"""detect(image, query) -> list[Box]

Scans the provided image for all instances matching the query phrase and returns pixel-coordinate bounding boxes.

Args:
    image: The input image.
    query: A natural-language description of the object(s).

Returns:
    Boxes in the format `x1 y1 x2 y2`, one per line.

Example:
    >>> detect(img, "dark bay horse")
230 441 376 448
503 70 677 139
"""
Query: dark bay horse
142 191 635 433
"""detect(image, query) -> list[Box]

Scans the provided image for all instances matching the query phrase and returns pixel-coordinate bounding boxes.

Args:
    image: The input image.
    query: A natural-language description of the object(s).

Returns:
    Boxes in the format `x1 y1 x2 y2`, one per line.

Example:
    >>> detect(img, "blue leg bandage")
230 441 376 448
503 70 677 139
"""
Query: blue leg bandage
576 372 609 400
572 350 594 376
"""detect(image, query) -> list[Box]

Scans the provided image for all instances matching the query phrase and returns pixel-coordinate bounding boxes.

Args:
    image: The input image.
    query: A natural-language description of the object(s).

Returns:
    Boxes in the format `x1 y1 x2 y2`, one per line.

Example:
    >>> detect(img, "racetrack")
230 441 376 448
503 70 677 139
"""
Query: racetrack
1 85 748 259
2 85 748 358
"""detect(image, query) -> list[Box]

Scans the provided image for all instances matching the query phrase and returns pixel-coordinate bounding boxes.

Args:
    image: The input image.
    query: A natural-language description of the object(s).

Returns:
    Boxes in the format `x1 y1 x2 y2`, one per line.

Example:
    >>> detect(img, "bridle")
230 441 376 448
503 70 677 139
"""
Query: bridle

□ □ □

* [What this task involves]: Restate every line of the listing word for word.

* [Written answer]:
"""detect(image, query) -> list[Box]

Scans the provided image for all instances matching the query phrase and returns pixel-coordinate bounding boxes.

Args:
    image: The input image.
    query: A natural-language description of the object(s).

Returns:
    Boxes in the format `x1 y1 x2 y2`, one per line.

Example:
    >>> detect(img, "dark bay horse")
230 441 376 448
503 70 677 139
"""
Query: dark bay horse
142 191 635 433
"""detect(image, query) -> list[Box]

Scans the provided image for all instances matching the query phrase and returns pixel-coordinate bounding boxes.

Args:
    image: The input image.
    query: A natural-language description of the object(s).

Returns:
    Boxes in the format `x1 y1 x2 y2`, one per line.

Example:
    >>> detect(img, "blue leg bandage")
230 441 376 448
503 70 677 139
"""
Query: blue leg bandage
576 372 609 400
572 350 594 376
"""detect(image, query) -> list[Box]

Scans the provided image for all instances matching the query phrase and returns pixel-coordinate bounding boxes.

Args:
    image: The input image.
    query: A natural-language description of the object(s).

Returns:
    Boxes in the format `x1 y1 x2 y2`, one per line.

Example:
    >>> detect(img, "racetrack")
230 441 376 448
503 70 677 139
"""
Query: racetrack
1 85 748 259
2 85 748 358
"""detect(image, query) -> list[Box]

Scans the provided image for all instances matching the query phrase and returns pixel-coordinate bounding boxes.

Args:
    image: The input image.
    query: A natural-language description of the object(s).

Returns:
    Boxes in the format `x1 y1 x2 y2`, one per line.

Example:
    >>> detect(img, "bridle")
230 441 376 448
503 70 677 139
"""
Query: bridle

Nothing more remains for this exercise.